● Entries
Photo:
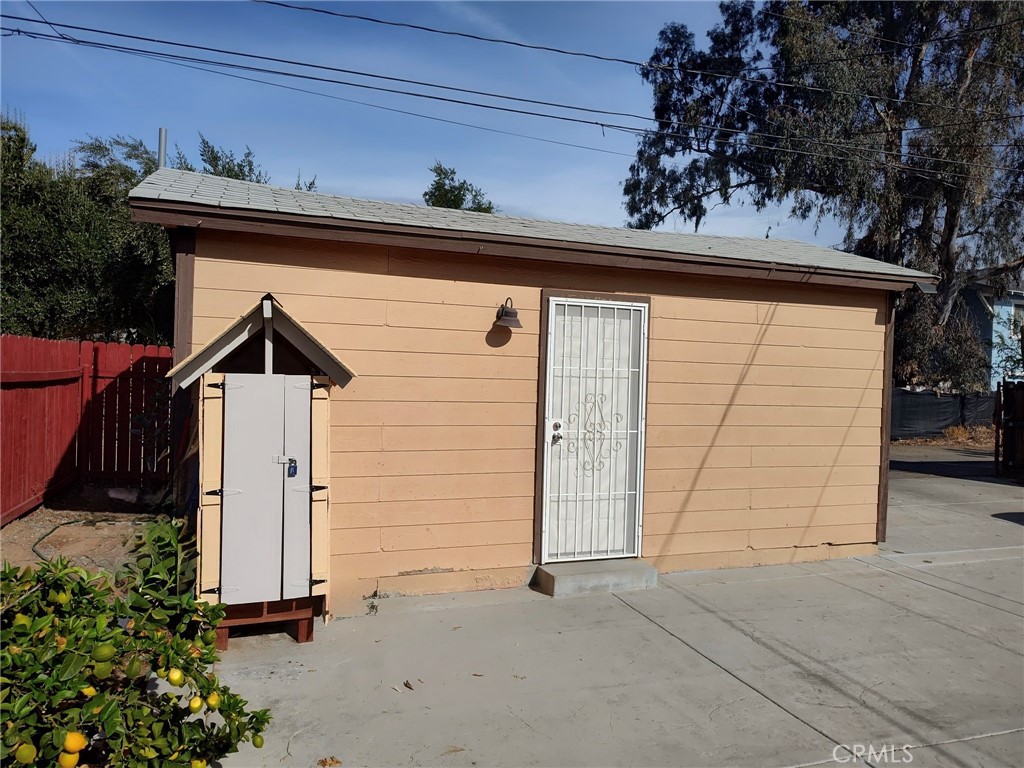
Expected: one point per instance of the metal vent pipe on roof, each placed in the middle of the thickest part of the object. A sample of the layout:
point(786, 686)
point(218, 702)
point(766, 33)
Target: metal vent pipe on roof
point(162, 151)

● Job
Format every line of the records above as a numbered list, skipping blank lines and leaving out the pictures.

● Answer to this task
1. Photo:
2. Expected: one point per instance of the metal vent pipe on roof, each placed in the middle of the thickest part of the object. A sample of the layout:
3. point(786, 686)
4. point(218, 702)
5. point(766, 33)
6. Target: metal vent pipe on roof
7. point(162, 151)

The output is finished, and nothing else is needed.